**Goal of the exercise:** Reproduce the entries word for word, and omit any picture you find in them.

Data to examine Block Start

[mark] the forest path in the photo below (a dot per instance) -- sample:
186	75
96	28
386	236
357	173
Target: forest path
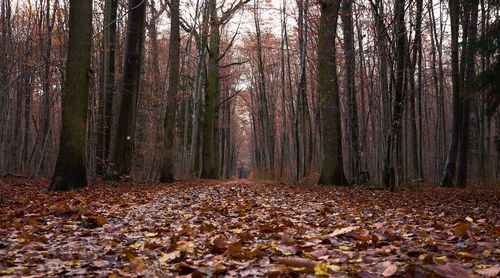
245	228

Data to examine Block End

**Task output:**
[mark] the forest path in the photo below (a dot per instance) -- sample:
186	75
96	28
386	236
357	173
Target: forest path
245	228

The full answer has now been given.